- _Problems and tasks_
1) List the three ingredients the marshmallow post names as the goodness these mallows are filled with.
2) According to the marshmallow post, when were homemade mallows first made?
3) Transcribe the marshmallow post from "These will last" to "S'mores with them.".
BEGIN Text block
Monday, October 19, 2015

Easy Paleo Marshmallows

I have previously posted about my love for making homemade marshmallows.  It's magic I tell ya!  The first time I ever made homemade mallows was Easter 2014 and I was hooked.  That batch was only sweetened with honey which, most of us loved but, a few people were not 100% sold on the strong honey flavor.  So, I created this recipe using a 50/50 blend of honey and maple which really cuts down on that distinct honey flavor but, still keeps them refined sugar free and so far, everyone who has tried this recipe loves them.  When I posted my Paleo Strawberry Burst Mallow recipe, I mentioned that omitting the strawberries would give you plain mallows but, I figured, it actually needed a post of it's very own.  These not only taste great but, they are filled with goodness.  Grassfed gelatin, pure, organic maple syrup & raw, local honey.  Go compare that to your common mallow found in the store

These will last for weeks if stored in an airtight container in the fridge (We are going on just over 2 weeks with the ones in our fridge and they are still, light, fluffy and full of flavor.)  They are great alone or in a cup of cocoa or, in my case, a cup of coffee.  (I usually do just 2 but, 3 looked prettier for the picture.  haha!).  When we roasted them over the fire, they did melt pretty fast but, the kids still loved making S'mores with them.
END Text block
BEGIN Entries provided
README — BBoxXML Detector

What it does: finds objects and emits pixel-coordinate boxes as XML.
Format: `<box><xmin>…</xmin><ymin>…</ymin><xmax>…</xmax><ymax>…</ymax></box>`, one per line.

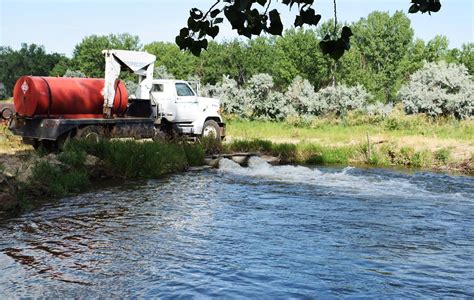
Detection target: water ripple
<box><xmin>0</xmin><ymin>160</ymin><xmax>474</xmax><ymax>299</ymax></box>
END Entries provided
- _Results by task_
1)
Grassfed gelatin
Pure, organic maple syrup
Raw, local honey

2) Easter 2014.

3)
These will last for weeks if stored in an airtight container in the fridge (We are going on just over 2 weeks with the ones in our fridge and they are still, light, fluffy and full of flavor.)  They are great alone or in a cup of cocoa or, in my case, a cup of coffee.  (I usually do just 2 but, 3 looked prettier for the picture.  haha!).  When we roasted them over the fire, they did melt pretty fast but, the kids still loved making S'mores with them.